Actions to take -
1 - Answer these questions from the text on the livestock water lawsuit:
(a) On what date did Five Corners Family Farmers join CELP and Sierra Club in filing the lawsuit?
(b) In which court was the case pending?
(c) In what year was the statute exempting livestock watering from a permit passed?
2 - Rewrite the part of the text on the livestock water lawsuit starting at "On June 30, 2009, Five" and ending at "Earthjustice’s Seattle office.", with "challenging" replaced by "contesting".

Text provided -
========
On June 30, 2009, Five Corners Family Farmers joined CELP and Sierra Club in filing a lawsuit challenging the 2005 Attorney General Opinion that purports to authorize unlimited use of water for livestock purposes, including large dairies and feedlots. The case is now pending in Franklin County Superior Court. Five Corners and its allies are represented by Janette Brimmer and Kristen Boyles, attorneys with Earthjustice’s Seattle office.
On November 23, 2009, Franklin County Judge Carrie Runge ruled that Five Corners and its co-plaintiffs have standing to bring this lawsuit. On April 2, 2010, ruling from the bench, Judge Runge reversed her decision and dismissed the lawsuit because our injury claim was “speculative.” Besides, she said, the 1945 statute exempting livestock watering from a permit was “clear and unambiguous.”
========
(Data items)
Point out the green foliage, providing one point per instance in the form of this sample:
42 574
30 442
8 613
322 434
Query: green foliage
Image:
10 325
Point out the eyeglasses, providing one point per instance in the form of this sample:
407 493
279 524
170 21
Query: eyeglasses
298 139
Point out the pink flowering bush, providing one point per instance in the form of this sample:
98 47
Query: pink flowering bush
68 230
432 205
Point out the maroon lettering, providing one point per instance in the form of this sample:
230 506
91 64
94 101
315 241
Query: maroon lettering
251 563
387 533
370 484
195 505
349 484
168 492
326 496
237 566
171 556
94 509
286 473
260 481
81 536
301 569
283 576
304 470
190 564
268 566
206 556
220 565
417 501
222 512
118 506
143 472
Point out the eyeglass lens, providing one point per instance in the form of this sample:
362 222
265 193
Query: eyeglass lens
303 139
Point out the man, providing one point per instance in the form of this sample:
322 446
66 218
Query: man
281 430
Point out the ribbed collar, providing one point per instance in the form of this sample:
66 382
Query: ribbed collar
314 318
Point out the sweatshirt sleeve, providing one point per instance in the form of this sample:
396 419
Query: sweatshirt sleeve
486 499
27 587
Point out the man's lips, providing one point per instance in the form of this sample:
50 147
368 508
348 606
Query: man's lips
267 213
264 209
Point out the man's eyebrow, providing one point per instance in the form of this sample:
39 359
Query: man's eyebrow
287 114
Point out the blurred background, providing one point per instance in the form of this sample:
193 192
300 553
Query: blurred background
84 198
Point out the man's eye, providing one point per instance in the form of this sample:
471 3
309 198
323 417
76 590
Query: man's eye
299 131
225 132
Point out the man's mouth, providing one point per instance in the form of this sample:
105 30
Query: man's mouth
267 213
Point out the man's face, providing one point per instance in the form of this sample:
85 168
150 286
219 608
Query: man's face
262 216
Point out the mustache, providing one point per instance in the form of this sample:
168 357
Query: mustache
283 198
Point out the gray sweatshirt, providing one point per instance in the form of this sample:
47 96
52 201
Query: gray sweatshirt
========
List of solutions -
1 -
(a) June 30, 2009
(b) Franklin County Superior Court
(c) 1945

2 -
On June 30, 2009, Five Corners Family Farmers joined CELP and Sierra Club in filing a lawsuit contesting the 2005 Attorney General Opinion that purports to authorize unlimited use of water for livestock purposes, including large dairies and feedlots. The case is now pending in Franklin County Superior Court. Five Corners and its allies are represented by Janette Brimmer and Kristen Boyles, attorneys with Earthjustice’s Seattle office.